> [Texte]:
────────────────────────────────────────

Pour une fois que j’avais un avantage moral, je n’osai même pas en faire usage, non mais quelle andouille !
Le plus hypocritement du monde je poussai un soupir à fendre l’âme d’un usurier et me tus. Au bout de quelques instants, je lui dis « Terriblement ! » d'un ton triste puis, gaîment « Treize heures en bas de chez vous ? »
Soulagés et bête comme on l’est à cet âge, notre pas est devenu plus vif.
Comme si demain allait venir plus vite si nous hâtions le pas !
Oui, l’évasion de jugeote frappe souvent les adolescents en manque de contact.
Nous papotions légèrement, détendus maintenant que nous savions nous voir le lendemain.
Arrivés à l’angle de la rue Lafayette et de la rue d’Hauteville, il était près de sept heures.
Cette fois-ci, elle me tendit sa joue sans hésitation et j’ai failli tomber à la renverse quand elle me posa un baiser sur chaque joue.

────────────────────────────────────────

> [Consigne 1]: Mettez en forme les entrées ci-dessous sous forme de liste JSON de chaînes, une chaîne par ligne, sans les lignes vides. Commencez au début des entrées, arrêtez-vous après la ligne qui contient « x=108 y=249 » et laissez les images de côté.

> [Données]:

────────────────────────────────────────

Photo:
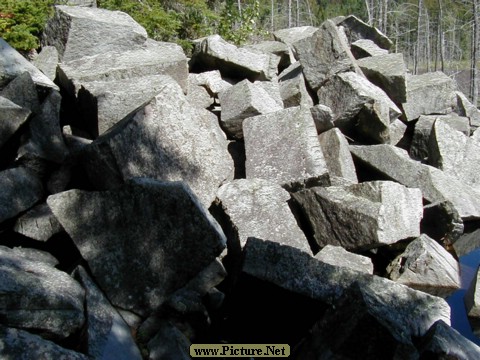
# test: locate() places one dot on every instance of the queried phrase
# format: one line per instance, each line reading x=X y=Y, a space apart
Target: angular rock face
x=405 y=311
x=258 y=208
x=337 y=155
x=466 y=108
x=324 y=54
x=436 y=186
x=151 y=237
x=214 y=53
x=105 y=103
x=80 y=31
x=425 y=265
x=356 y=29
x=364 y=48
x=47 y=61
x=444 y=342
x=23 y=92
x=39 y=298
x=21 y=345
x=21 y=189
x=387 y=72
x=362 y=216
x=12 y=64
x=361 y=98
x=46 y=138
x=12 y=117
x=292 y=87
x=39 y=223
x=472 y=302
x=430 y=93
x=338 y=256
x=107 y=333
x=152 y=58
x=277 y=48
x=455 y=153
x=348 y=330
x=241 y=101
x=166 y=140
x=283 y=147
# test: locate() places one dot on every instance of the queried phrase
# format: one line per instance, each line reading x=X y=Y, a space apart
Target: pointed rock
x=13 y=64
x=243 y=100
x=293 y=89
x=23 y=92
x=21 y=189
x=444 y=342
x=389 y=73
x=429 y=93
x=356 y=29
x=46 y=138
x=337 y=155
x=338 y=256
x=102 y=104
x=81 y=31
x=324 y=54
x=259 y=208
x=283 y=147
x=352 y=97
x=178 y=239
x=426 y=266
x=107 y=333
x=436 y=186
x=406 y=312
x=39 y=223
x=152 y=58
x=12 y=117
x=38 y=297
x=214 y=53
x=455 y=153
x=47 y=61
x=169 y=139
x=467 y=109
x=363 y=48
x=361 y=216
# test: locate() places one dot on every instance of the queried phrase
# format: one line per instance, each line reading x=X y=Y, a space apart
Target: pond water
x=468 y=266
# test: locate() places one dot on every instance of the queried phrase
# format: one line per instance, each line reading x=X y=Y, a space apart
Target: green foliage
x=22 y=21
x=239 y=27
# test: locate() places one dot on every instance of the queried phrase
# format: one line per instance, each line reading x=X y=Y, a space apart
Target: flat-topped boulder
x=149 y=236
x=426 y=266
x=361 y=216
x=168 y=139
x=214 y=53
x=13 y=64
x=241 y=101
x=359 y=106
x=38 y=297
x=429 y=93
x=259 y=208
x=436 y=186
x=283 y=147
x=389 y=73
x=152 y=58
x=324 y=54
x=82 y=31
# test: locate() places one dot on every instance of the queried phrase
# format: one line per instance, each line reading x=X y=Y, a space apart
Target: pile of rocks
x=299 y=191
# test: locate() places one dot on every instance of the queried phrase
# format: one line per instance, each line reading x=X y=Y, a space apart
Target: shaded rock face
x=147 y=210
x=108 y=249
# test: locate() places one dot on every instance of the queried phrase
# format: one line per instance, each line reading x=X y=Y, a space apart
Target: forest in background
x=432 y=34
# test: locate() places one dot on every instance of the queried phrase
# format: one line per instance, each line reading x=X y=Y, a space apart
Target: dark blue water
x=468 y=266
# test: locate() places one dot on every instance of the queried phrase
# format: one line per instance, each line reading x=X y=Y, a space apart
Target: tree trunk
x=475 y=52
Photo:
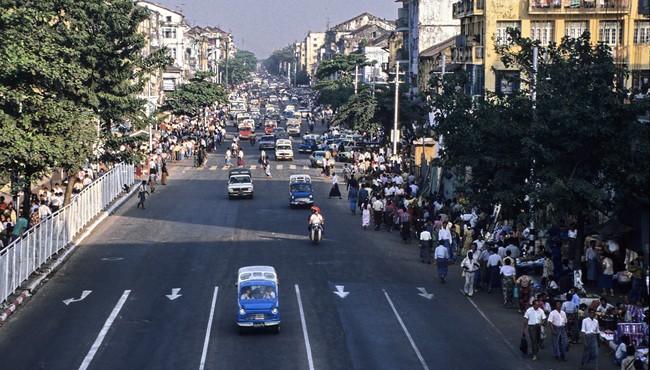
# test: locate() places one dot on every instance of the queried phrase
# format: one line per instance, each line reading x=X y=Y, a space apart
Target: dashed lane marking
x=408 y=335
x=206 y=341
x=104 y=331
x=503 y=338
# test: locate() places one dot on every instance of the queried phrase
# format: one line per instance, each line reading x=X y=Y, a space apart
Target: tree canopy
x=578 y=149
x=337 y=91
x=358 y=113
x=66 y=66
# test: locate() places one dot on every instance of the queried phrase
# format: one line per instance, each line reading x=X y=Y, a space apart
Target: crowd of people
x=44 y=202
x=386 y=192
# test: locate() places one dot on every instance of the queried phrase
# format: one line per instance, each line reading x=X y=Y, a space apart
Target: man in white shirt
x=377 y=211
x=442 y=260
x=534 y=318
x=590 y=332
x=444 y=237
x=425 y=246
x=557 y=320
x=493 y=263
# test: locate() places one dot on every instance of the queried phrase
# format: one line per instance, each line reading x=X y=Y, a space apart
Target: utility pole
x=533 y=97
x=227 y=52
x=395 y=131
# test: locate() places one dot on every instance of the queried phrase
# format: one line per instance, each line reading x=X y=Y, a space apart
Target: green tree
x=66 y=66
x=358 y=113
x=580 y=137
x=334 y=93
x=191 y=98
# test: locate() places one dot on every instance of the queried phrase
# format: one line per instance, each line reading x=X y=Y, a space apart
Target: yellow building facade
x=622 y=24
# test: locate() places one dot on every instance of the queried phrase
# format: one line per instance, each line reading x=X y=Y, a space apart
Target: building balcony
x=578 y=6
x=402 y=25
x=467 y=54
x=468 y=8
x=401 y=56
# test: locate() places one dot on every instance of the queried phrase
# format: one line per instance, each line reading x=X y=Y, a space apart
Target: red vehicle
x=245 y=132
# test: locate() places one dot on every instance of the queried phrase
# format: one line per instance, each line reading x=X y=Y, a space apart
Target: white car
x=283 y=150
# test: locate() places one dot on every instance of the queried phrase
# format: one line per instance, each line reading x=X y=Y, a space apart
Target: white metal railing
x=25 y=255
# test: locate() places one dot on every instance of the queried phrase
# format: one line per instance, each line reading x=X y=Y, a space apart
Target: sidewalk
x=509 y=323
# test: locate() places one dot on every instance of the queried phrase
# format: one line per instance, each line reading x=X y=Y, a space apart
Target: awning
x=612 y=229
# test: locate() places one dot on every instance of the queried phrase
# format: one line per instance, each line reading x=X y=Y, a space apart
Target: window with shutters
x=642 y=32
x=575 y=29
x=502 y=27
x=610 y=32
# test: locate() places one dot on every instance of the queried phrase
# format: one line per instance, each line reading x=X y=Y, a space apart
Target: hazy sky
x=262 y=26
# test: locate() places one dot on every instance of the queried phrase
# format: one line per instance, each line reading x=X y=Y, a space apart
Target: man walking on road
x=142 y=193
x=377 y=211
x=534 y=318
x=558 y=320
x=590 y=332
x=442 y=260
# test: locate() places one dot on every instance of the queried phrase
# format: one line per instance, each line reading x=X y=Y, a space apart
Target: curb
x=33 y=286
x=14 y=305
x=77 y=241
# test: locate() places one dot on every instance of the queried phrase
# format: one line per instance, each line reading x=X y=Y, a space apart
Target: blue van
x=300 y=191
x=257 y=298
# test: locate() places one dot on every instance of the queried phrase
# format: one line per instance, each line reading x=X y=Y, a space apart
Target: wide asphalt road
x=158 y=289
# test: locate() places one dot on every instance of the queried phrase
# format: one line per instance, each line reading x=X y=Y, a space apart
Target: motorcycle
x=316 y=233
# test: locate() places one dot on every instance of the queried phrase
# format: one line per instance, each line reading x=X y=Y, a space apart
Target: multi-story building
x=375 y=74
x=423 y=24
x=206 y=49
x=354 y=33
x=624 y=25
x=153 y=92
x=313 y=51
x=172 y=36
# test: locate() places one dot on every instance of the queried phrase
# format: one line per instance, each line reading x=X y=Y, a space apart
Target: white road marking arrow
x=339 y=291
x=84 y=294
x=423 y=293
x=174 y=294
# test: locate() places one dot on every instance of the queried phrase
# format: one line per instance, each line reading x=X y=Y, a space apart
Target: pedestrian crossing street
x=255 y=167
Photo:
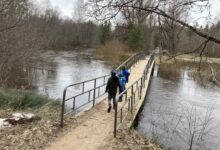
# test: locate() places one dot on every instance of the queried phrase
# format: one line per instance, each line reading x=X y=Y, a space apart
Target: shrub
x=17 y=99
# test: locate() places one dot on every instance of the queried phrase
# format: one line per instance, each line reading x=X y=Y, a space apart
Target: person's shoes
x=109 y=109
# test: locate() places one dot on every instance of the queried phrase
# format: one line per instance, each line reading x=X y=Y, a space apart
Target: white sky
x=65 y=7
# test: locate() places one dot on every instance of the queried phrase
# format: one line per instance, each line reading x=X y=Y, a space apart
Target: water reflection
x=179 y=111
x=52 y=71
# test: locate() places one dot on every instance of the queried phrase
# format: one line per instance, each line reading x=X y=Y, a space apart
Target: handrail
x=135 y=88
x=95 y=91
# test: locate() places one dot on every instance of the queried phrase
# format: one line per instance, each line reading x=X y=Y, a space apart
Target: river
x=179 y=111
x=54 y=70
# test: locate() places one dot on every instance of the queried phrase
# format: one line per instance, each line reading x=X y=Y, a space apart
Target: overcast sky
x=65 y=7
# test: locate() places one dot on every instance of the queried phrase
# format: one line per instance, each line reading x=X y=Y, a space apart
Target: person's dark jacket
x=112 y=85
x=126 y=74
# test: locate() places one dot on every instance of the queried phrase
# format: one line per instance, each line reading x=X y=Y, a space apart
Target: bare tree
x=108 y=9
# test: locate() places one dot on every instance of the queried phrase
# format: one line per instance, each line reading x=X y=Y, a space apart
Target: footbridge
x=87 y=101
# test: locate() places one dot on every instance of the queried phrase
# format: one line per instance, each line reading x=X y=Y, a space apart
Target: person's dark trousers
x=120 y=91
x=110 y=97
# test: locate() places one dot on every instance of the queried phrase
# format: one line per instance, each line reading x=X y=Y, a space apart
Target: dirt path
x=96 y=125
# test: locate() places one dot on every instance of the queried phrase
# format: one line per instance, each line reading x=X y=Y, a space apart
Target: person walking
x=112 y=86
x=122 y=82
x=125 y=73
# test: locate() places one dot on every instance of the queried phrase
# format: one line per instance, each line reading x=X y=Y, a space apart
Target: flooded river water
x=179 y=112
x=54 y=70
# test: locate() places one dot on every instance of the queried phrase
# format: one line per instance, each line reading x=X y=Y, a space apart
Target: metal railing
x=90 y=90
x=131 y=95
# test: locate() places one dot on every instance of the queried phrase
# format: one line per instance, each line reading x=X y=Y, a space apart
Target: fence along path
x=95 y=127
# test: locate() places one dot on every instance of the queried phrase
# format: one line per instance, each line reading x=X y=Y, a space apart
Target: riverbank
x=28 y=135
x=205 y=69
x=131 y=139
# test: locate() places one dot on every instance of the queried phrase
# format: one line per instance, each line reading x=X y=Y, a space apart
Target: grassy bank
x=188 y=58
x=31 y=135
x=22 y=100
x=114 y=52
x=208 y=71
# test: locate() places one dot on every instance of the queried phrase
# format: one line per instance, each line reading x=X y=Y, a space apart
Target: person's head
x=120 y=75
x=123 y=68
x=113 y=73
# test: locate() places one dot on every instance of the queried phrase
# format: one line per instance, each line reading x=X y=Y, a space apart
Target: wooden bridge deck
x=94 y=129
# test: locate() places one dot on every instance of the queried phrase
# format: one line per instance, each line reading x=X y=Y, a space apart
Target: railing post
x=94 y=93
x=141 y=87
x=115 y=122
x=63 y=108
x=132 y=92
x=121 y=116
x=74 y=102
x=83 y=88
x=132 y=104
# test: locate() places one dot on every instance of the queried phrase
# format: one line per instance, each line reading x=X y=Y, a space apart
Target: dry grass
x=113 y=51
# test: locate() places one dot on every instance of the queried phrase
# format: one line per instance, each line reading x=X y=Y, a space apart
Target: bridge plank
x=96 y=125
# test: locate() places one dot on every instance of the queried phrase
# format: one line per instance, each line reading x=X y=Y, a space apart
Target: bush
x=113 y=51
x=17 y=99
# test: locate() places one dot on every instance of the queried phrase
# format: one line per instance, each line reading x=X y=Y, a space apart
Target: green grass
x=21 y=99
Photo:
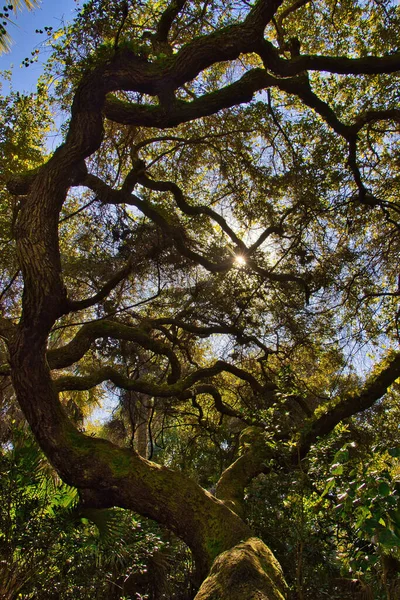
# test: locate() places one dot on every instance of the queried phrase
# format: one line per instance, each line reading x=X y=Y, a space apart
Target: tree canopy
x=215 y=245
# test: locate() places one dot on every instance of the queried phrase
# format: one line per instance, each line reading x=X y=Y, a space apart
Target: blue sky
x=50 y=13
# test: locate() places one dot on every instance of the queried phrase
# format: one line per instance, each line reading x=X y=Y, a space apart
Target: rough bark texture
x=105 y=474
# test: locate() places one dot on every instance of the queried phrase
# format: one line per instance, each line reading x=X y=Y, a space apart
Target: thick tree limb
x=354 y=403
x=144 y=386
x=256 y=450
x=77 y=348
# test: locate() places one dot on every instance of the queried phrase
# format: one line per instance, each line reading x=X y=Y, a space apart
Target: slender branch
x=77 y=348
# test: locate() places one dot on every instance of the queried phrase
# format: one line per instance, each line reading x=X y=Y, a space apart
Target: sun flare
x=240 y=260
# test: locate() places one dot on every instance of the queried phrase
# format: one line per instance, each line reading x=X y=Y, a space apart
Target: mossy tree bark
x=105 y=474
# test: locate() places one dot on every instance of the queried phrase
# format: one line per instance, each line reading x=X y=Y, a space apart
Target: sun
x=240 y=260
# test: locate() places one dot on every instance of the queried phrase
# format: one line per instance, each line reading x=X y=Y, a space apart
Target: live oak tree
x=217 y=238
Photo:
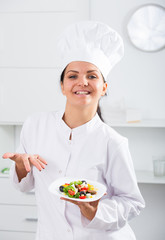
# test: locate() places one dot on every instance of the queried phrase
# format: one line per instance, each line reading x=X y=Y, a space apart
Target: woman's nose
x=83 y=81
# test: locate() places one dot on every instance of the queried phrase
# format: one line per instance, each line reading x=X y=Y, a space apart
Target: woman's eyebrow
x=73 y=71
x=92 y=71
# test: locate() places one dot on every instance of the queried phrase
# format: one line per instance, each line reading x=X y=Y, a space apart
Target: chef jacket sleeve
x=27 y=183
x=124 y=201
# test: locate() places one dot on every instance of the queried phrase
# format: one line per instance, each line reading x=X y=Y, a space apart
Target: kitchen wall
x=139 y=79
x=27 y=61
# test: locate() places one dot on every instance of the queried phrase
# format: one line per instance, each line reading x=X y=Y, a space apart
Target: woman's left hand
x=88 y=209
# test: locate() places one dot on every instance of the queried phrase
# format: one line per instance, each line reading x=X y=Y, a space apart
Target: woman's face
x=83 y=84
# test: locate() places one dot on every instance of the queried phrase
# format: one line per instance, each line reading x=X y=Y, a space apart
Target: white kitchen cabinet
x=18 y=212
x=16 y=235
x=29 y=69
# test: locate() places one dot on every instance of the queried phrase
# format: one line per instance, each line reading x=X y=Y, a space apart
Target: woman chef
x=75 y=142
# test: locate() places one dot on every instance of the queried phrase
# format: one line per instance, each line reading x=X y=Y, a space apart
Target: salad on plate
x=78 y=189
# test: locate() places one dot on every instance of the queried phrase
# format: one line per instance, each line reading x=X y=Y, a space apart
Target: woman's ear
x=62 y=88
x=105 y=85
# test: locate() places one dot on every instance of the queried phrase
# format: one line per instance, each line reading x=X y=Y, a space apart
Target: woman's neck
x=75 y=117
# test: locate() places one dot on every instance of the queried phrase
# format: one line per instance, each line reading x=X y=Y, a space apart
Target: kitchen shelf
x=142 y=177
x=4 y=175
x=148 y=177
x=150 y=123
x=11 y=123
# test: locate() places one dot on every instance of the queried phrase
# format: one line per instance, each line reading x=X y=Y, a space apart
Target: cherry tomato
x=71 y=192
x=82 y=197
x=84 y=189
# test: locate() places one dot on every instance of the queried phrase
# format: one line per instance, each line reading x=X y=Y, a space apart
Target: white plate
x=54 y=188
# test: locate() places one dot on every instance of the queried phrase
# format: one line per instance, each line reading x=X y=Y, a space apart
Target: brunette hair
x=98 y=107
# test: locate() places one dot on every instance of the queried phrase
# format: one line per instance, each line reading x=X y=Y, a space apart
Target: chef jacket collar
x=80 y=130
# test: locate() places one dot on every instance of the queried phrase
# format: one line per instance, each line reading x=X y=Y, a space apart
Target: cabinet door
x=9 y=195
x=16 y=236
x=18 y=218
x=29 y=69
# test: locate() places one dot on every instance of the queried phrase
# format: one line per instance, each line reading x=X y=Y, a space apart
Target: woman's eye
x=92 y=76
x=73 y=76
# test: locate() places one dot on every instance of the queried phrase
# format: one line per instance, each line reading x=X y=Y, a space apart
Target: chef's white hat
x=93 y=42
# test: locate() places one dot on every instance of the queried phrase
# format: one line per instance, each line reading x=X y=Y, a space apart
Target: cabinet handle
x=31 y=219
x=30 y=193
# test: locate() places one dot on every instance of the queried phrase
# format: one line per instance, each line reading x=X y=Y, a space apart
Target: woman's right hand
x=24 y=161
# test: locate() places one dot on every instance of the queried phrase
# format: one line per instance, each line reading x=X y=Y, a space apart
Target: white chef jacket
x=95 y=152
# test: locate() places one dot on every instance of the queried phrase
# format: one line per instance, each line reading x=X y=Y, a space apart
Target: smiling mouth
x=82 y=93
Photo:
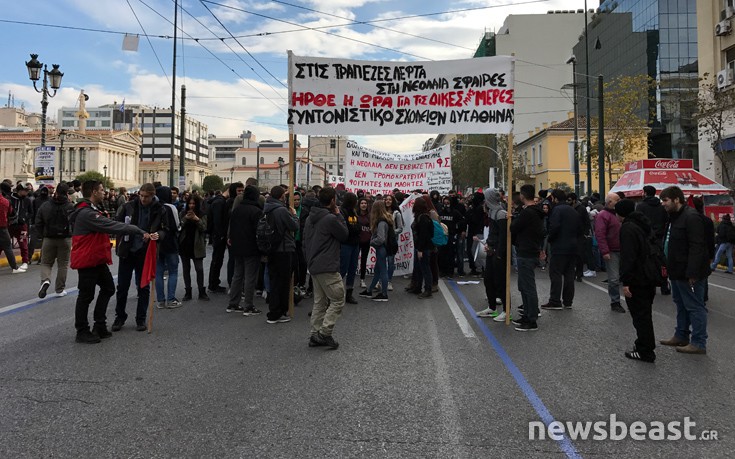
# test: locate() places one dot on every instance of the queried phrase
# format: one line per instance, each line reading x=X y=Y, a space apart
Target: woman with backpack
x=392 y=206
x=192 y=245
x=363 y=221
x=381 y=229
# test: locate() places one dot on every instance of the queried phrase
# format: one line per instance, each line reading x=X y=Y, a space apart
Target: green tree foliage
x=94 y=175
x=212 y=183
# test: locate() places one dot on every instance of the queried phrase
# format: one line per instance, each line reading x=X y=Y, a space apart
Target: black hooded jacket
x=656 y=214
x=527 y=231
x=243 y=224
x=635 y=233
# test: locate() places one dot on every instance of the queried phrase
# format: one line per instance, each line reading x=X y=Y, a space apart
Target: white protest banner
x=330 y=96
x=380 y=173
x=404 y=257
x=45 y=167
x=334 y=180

────────────────────────────────────────

> [Consigne 2]: Citez le passage du texte qui commence aux mots « Nous papotions légèrement, détendus » et s'arrête après les mots « de sept heures. ».

> [Corrigé 1]:
[
  "Photo:",
  "# test: locate() places one dot on every instance of the queried phrase",
  "# format: one line per instance, each line reading x=X y=Y, a space apart",
  "Target: angular rock face",
  "x=405 y=311",
  "x=258 y=208",
  "x=337 y=155",
  "x=466 y=108",
  "x=324 y=54",
  "x=436 y=186",
  "x=151 y=237",
  "x=214 y=53",
  "x=105 y=103",
  "x=80 y=31",
  "x=425 y=265",
  "x=356 y=29",
  "x=364 y=48",
  "x=47 y=61",
  "x=444 y=342",
  "x=23 y=92",
  "x=39 y=298",
  "x=21 y=345",
  "x=21 y=189",
  "x=387 y=72",
  "x=362 y=216",
  "x=12 y=64",
  "x=361 y=98",
  "x=46 y=138",
  "x=12 y=117",
  "x=292 y=87",
  "x=39 y=223",
  "x=472 y=302",
  "x=430 y=93",
  "x=338 y=256",
  "x=107 y=333",
  "x=152 y=58",
  "x=277 y=48",
  "x=455 y=153",
  "x=348 y=330",
  "x=241 y=101",
  "x=166 y=140",
  "x=283 y=147",
  "# test: locate() places one dot on every instance of the queried phrase",
  "# format: one line per instance, each line reading x=X y=Y, a space apart",
  "Target: pointed rock",
  "x=13 y=64",
  "x=243 y=100",
  "x=293 y=89",
  "x=23 y=92",
  "x=21 y=189",
  "x=444 y=342",
  "x=389 y=73",
  "x=429 y=93",
  "x=356 y=29",
  "x=46 y=138",
  "x=337 y=155",
  "x=338 y=256",
  "x=102 y=104",
  "x=81 y=31",
  "x=324 y=54",
  "x=259 y=208",
  "x=283 y=147",
  "x=352 y=97",
  "x=178 y=239",
  "x=426 y=266",
  "x=107 y=333",
  "x=436 y=186",
  "x=406 y=312",
  "x=39 y=223",
  "x=152 y=58",
  "x=12 y=117",
  "x=38 y=297",
  "x=214 y=53",
  "x=455 y=153",
  "x=47 y=61",
  "x=169 y=139",
  "x=467 y=109",
  "x=363 y=48",
  "x=361 y=216",
  "# test: locate() places one dot on every instance of the queried phrase",
  "# format: one line per instance, each line reading x=X y=Y, a space apart",
  "Target: pond water",
  "x=468 y=266",
  "# test: locate() places one dot on every instance of the queried phrase",
  "# format: one line per instance, each line reading x=X y=Y, a space apart",
  "Target: green foliage",
  "x=22 y=21",
  "x=239 y=27",
  "# test: locate() places one dot on every instance of the queried phrase",
  "# format: one line per instance, each line reading x=X y=Y, a space apart",
  "Target: flat-topped boulder",
  "x=149 y=236",
  "x=426 y=266",
  "x=361 y=216",
  "x=168 y=139",
  "x=214 y=53",
  "x=13 y=64",
  "x=241 y=101",
  "x=359 y=106",
  "x=38 y=297",
  "x=429 y=93",
  "x=259 y=208",
  "x=436 y=186",
  "x=283 y=147",
  "x=389 y=73",
  "x=152 y=58",
  "x=324 y=54",
  "x=82 y=31",
  "# test: locate() places one dot on every instance of the queried phrase",
  "# format: one line per instance, each line reading x=X y=Y, a space apart",
  "Target: pile of rocks",
  "x=299 y=191",
  "# test: locate() places one dot on every instance of the queried phrase",
  "# format: one line per instance, each line reading x=X y=Y, a space apart",
  "Target: shaded rock face",
  "x=147 y=210",
  "x=108 y=249"
]

> [Corrigé 2]:
Nous papotions légèrement, détendus maintenant que nous savions nous voir le lendemain.
Arrivés à l’angle de la rue Lafayette et de la rue d’Hauteville, il était près de sept heures.